# [Text section]
-----

The cybersecurity firm detected the malware using its Open Source intelligence threat intelligence processing techniques within its special investigations division, Carl Leonard, Forcepoint's principal security analyst, told SC Media, adding that it's stealthy nature enabled it to stay hidden for many months.
"Felismus is effective at remaining undetected – it sailed under radars without samples arising for 6 months. Such a threat can render an organisation's defences inadequate and provide a platform for data theft and continued backdoor," he said.
Forcepoint's Luke Somerville and Abel Toro took a long look at Felisums, the name being inspired by the Tom & Jerry encryption key 'Tom&Jerry@14here' used by the malware, and found it is used to deposit a remote access tool capable of all the typical file upload, download and command execution actions. The two noted the malware seems brand new to the market as it uses previously undocumented and unseen command and control domains and new IP addresses, which they thought odd since other indicators, such as compilation timestamps, show the campaign has been active for six months.

-----

# [Information provided]
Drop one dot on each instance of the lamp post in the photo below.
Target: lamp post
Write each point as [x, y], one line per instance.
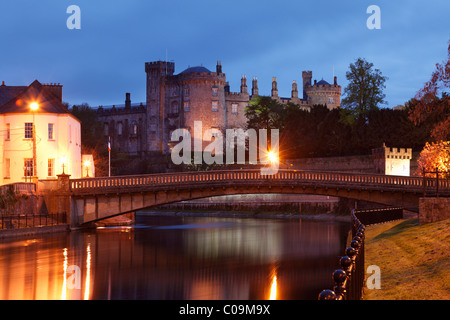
[34, 106]
[87, 164]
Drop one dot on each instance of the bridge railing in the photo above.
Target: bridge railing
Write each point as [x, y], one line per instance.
[349, 280]
[418, 184]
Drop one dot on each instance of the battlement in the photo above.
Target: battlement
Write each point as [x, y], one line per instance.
[392, 153]
[160, 66]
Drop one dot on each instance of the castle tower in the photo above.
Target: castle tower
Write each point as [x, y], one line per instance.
[244, 84]
[157, 73]
[274, 88]
[307, 76]
[255, 87]
[294, 92]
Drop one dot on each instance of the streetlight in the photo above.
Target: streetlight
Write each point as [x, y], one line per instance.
[63, 161]
[34, 106]
[87, 164]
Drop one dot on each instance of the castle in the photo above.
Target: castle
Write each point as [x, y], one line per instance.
[196, 94]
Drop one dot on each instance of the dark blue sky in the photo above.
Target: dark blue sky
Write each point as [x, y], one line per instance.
[106, 58]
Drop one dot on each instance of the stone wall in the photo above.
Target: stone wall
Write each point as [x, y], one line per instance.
[433, 209]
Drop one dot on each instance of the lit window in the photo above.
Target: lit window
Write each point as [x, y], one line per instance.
[8, 131]
[28, 167]
[28, 130]
[215, 106]
[7, 168]
[51, 131]
[51, 167]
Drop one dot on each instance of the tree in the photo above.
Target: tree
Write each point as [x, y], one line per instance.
[435, 155]
[364, 91]
[428, 105]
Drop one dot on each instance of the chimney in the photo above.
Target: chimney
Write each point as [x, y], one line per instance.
[127, 101]
[56, 89]
[219, 67]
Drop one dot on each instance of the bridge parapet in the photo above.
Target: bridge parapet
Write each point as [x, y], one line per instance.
[255, 178]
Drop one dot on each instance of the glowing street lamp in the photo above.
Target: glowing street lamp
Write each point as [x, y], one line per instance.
[273, 157]
[63, 161]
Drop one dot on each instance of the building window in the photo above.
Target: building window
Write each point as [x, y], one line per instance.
[51, 167]
[28, 130]
[7, 168]
[28, 167]
[51, 127]
[8, 131]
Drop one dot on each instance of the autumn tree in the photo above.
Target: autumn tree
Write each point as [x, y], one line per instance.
[435, 156]
[429, 105]
[364, 91]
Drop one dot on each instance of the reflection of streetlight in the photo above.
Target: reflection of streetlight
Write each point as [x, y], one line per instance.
[272, 156]
[63, 161]
[87, 164]
[34, 106]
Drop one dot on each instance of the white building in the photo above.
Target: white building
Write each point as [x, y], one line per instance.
[56, 146]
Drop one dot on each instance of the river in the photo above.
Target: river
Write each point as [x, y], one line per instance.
[165, 257]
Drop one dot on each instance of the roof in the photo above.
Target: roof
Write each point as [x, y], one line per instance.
[17, 99]
[196, 69]
[323, 83]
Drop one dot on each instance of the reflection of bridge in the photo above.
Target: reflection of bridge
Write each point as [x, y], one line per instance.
[93, 199]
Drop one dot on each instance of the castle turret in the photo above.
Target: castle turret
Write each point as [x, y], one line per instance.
[307, 76]
[294, 92]
[255, 91]
[244, 84]
[274, 88]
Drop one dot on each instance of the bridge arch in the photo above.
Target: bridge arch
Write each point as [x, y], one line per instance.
[99, 198]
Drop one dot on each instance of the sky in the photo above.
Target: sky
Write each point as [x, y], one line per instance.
[98, 63]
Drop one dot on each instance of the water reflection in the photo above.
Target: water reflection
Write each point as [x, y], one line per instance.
[175, 258]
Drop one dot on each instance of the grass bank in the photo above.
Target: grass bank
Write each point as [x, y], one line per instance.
[414, 260]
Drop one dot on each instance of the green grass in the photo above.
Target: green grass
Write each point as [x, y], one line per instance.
[414, 260]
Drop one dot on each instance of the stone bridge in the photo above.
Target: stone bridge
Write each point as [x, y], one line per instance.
[91, 199]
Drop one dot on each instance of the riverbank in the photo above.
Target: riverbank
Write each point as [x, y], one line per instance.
[414, 260]
[252, 214]
[33, 231]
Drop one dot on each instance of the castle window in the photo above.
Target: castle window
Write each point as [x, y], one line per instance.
[7, 168]
[28, 167]
[51, 167]
[215, 106]
[51, 127]
[28, 130]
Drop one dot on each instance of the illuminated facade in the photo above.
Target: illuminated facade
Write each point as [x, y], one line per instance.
[56, 145]
[175, 101]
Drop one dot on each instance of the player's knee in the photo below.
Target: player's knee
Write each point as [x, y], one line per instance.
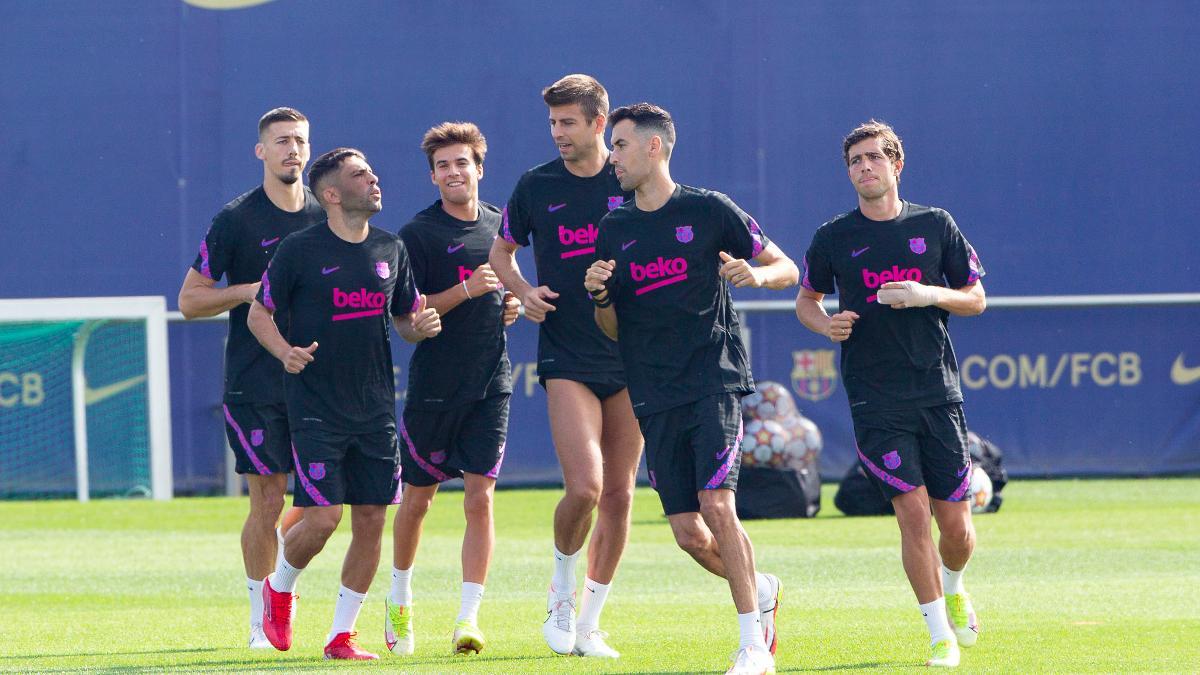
[478, 507]
[617, 501]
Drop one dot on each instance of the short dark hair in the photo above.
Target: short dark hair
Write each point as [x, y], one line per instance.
[279, 114]
[323, 166]
[874, 129]
[651, 118]
[582, 89]
[451, 133]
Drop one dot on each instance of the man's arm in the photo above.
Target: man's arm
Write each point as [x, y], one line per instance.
[967, 300]
[419, 324]
[503, 260]
[481, 280]
[774, 269]
[811, 314]
[595, 281]
[262, 323]
[199, 296]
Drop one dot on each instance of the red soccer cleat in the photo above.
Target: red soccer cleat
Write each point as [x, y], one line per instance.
[279, 610]
[343, 646]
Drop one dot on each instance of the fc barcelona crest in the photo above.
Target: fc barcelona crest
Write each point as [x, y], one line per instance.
[814, 374]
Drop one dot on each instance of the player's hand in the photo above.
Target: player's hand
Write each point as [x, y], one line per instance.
[483, 280]
[250, 292]
[903, 294]
[841, 324]
[511, 308]
[739, 273]
[537, 303]
[598, 275]
[426, 322]
[299, 357]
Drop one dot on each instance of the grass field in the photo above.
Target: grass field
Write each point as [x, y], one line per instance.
[1097, 575]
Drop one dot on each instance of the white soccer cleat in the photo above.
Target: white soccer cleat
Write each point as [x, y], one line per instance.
[559, 625]
[769, 611]
[258, 638]
[945, 653]
[753, 661]
[592, 644]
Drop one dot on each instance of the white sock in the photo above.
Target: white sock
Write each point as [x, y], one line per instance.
[346, 613]
[952, 580]
[279, 547]
[763, 587]
[935, 620]
[592, 604]
[750, 631]
[472, 596]
[401, 586]
[285, 577]
[564, 572]
[256, 602]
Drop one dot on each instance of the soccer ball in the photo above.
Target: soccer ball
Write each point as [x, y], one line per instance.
[979, 490]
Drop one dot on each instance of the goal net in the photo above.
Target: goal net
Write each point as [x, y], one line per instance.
[84, 398]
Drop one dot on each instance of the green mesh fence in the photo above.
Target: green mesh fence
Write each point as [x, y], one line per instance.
[36, 419]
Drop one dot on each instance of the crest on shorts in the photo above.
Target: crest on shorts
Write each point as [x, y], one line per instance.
[814, 374]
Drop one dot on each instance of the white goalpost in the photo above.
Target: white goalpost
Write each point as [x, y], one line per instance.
[123, 342]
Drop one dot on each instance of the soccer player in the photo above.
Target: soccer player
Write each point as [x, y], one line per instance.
[559, 205]
[900, 269]
[660, 278]
[243, 237]
[456, 414]
[337, 281]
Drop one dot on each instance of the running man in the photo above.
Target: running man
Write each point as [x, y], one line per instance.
[337, 281]
[558, 205]
[456, 413]
[659, 286]
[243, 238]
[900, 269]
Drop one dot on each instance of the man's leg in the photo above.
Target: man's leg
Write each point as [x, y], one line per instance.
[576, 426]
[922, 565]
[358, 569]
[478, 542]
[957, 543]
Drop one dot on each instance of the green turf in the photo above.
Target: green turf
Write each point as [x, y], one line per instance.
[1097, 575]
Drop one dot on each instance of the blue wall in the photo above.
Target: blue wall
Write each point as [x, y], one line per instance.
[1061, 135]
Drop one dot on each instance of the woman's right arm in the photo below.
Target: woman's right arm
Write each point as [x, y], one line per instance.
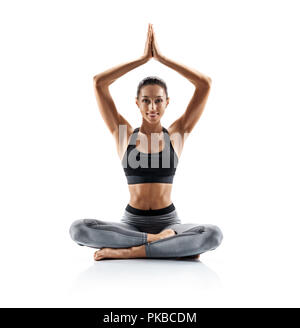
[102, 81]
[106, 105]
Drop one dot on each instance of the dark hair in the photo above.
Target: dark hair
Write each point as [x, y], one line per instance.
[152, 80]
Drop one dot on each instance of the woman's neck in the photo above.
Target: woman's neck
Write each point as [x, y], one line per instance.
[148, 129]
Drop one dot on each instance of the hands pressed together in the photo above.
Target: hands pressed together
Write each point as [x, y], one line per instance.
[151, 48]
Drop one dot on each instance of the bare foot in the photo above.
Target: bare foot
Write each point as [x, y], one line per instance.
[164, 234]
[191, 257]
[119, 253]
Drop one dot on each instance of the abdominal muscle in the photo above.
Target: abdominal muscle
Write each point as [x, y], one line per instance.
[150, 196]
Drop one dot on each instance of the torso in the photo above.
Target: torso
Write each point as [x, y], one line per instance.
[149, 195]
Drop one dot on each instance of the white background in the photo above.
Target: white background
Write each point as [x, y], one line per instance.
[239, 168]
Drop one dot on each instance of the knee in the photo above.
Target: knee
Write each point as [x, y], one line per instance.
[214, 236]
[77, 230]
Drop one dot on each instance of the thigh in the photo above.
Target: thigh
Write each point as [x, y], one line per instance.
[100, 224]
[185, 227]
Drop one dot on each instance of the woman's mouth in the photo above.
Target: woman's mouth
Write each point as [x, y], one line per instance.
[152, 114]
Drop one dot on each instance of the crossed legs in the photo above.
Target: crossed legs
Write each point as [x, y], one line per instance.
[121, 240]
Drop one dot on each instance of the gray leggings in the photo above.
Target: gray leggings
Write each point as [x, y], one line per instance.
[190, 238]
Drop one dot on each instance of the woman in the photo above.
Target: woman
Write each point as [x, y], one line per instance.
[150, 226]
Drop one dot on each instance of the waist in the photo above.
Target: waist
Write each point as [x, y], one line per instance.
[152, 221]
[151, 212]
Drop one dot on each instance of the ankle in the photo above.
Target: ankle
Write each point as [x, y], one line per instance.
[151, 237]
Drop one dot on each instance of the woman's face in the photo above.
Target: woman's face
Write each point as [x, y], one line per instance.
[152, 102]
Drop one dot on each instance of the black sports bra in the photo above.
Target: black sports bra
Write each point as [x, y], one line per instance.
[142, 167]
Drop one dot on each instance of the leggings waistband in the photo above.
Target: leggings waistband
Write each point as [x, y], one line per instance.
[159, 211]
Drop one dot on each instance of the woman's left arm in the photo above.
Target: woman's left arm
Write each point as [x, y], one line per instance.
[186, 122]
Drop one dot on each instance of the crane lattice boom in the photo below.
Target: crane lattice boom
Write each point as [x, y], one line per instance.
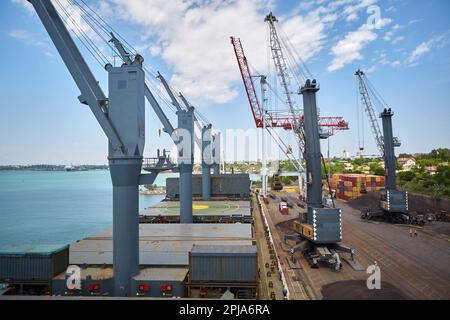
[368, 106]
[274, 118]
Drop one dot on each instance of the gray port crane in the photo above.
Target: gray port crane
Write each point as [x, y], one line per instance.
[393, 205]
[319, 232]
[121, 116]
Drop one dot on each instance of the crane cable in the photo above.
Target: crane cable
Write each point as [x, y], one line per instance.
[94, 50]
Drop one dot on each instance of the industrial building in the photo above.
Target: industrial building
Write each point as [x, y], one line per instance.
[222, 186]
[219, 211]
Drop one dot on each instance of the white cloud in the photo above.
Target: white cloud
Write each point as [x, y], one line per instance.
[423, 49]
[396, 64]
[349, 49]
[391, 9]
[352, 10]
[28, 37]
[193, 38]
[25, 4]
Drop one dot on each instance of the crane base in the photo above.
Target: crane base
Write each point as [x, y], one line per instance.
[319, 254]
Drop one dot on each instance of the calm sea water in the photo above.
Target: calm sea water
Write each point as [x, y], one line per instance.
[58, 207]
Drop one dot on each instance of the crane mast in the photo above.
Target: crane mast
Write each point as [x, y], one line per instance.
[393, 202]
[121, 116]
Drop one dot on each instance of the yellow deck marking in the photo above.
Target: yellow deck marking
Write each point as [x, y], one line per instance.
[200, 207]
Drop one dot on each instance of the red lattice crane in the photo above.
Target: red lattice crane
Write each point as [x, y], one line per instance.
[275, 119]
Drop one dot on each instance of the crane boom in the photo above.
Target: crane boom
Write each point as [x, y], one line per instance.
[273, 118]
[367, 102]
[248, 81]
[280, 64]
[91, 92]
[168, 128]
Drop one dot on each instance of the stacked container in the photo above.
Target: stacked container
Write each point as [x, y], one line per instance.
[349, 186]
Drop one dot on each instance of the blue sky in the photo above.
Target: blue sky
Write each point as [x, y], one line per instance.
[407, 58]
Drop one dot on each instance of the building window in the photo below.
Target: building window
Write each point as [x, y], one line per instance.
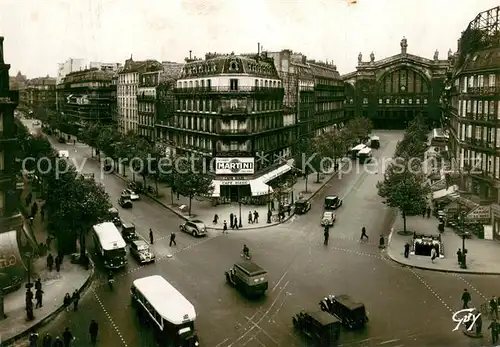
[233, 84]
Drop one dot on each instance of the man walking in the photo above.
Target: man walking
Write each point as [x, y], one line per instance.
[93, 329]
[465, 299]
[363, 234]
[75, 298]
[172, 239]
[407, 250]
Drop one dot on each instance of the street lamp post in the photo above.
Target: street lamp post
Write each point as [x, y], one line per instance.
[239, 203]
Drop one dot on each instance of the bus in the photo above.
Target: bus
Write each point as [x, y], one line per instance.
[110, 245]
[354, 151]
[365, 155]
[170, 313]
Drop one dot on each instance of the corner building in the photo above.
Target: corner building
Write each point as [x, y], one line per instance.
[392, 91]
[230, 109]
[471, 105]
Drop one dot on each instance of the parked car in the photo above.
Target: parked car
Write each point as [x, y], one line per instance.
[131, 194]
[194, 227]
[332, 202]
[328, 218]
[125, 202]
[140, 250]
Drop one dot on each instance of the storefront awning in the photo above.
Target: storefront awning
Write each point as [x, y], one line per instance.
[443, 193]
[275, 173]
[259, 188]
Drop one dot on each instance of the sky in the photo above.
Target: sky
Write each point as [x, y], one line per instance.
[39, 34]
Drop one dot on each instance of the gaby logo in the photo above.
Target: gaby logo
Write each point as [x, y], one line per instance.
[465, 316]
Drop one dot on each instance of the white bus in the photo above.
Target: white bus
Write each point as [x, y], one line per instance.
[170, 312]
[365, 155]
[110, 245]
[354, 151]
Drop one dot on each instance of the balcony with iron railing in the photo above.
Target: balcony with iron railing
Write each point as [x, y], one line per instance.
[478, 91]
[229, 89]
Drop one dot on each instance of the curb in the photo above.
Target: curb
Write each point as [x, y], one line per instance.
[456, 271]
[10, 341]
[262, 226]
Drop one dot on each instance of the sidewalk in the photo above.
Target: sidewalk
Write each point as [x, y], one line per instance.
[54, 284]
[483, 256]
[202, 208]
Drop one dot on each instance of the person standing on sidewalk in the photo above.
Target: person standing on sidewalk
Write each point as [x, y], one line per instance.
[93, 330]
[172, 239]
[67, 337]
[363, 234]
[75, 298]
[465, 299]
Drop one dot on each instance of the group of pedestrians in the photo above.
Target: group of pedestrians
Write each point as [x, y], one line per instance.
[64, 340]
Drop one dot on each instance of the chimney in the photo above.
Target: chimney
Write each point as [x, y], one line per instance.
[1, 50]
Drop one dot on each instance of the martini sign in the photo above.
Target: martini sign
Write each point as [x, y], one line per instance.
[234, 166]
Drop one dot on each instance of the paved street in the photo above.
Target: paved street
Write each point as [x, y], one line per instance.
[406, 307]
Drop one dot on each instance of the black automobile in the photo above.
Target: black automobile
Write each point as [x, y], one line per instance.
[302, 206]
[351, 313]
[140, 250]
[332, 202]
[125, 202]
[322, 328]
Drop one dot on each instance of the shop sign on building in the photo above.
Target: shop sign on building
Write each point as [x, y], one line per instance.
[234, 166]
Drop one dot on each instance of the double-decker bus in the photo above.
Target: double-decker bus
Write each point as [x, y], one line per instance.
[171, 314]
[110, 245]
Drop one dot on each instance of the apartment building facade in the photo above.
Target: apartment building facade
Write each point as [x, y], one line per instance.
[471, 113]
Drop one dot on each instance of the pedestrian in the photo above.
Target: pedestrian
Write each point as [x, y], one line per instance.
[465, 299]
[58, 342]
[494, 331]
[459, 256]
[58, 263]
[172, 239]
[93, 330]
[38, 284]
[29, 310]
[433, 254]
[67, 301]
[39, 298]
[47, 340]
[407, 250]
[67, 337]
[33, 339]
[75, 298]
[494, 307]
[34, 209]
[363, 234]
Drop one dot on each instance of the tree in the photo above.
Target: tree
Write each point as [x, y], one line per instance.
[404, 188]
[360, 128]
[191, 178]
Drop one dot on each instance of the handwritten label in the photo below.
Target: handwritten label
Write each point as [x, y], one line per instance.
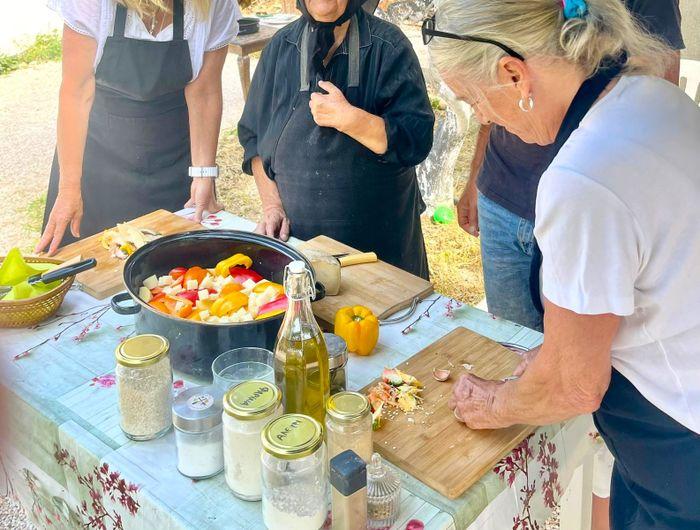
[288, 430]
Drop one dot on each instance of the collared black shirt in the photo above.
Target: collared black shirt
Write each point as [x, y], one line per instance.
[391, 86]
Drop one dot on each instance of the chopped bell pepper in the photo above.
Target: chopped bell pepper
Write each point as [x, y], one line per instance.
[226, 305]
[241, 275]
[274, 308]
[359, 327]
[237, 260]
[194, 273]
[177, 272]
[263, 286]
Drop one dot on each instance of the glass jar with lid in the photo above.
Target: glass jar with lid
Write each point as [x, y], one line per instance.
[144, 384]
[349, 425]
[295, 474]
[248, 407]
[337, 362]
[198, 432]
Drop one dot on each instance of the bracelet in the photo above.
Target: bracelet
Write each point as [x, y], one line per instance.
[205, 172]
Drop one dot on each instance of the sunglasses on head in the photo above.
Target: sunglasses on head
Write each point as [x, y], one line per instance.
[428, 31]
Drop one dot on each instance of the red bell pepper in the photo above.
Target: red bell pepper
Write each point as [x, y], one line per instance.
[241, 275]
[178, 272]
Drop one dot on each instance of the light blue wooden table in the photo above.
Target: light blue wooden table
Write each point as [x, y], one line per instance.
[71, 466]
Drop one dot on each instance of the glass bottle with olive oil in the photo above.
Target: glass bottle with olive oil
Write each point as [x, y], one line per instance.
[301, 356]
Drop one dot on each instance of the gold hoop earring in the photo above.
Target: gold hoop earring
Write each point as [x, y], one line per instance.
[530, 104]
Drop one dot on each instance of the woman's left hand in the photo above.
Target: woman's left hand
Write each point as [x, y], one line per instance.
[331, 109]
[203, 197]
[472, 402]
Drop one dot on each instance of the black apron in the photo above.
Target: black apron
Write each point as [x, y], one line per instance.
[137, 151]
[656, 476]
[332, 185]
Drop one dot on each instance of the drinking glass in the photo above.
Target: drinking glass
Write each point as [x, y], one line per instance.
[242, 364]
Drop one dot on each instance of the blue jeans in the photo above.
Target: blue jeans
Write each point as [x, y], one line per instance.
[506, 255]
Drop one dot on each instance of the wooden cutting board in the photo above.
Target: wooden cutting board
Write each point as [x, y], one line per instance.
[106, 279]
[431, 444]
[381, 287]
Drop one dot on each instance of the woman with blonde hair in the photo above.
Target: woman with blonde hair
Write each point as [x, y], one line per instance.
[139, 109]
[619, 228]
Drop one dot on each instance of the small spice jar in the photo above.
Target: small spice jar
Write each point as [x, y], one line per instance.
[144, 385]
[198, 432]
[295, 474]
[349, 424]
[337, 361]
[248, 407]
[383, 495]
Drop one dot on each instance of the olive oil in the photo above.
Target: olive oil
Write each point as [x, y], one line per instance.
[301, 356]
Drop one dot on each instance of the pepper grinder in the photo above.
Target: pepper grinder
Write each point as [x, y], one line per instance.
[349, 481]
[383, 494]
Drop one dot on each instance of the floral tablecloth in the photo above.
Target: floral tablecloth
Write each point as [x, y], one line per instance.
[72, 467]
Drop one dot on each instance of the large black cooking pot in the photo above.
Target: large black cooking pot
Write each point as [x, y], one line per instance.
[194, 345]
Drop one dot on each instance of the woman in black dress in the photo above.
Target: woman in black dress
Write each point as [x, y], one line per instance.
[337, 118]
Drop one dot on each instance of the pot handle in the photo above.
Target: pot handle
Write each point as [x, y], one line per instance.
[320, 292]
[120, 309]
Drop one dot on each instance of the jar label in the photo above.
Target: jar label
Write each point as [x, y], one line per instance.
[200, 401]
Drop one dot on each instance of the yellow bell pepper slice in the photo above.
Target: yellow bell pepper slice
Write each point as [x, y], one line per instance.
[237, 260]
[359, 327]
[229, 304]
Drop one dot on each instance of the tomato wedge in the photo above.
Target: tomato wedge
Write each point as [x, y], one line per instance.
[241, 275]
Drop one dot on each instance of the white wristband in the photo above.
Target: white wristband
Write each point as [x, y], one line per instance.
[205, 172]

-----

# [Tasks]
• A. Answer these questions from the Felismus passage:
(i) What is Carl Leonard's role at Forcepoint?
(ii) For how long did the malware go without samples arising, according to the quoted statement?
(iii) What encryption key used by the malware inspired its name?
• B. Please write out part of the Felismus passage word for word. Begin at the words "The cybersecurity firm" and stop after "for many months.".
The listing has nothing to do with the Felismus passage.

# [Problem solutions]
• A.
(i) He is Forcepoint's principal security analyst.
(ii) 6 months.
(iii) 'Tom&Jerry@14here'

• B.
The cybersecurity firm detected the malware using its Open Source intelligence threat intelligence processing techniques within its special investigations division, Carl Leonard, Forcepoint's principal security analyst, told SC Media, adding that it's stealthy nature enabled it to stay hidden for many months.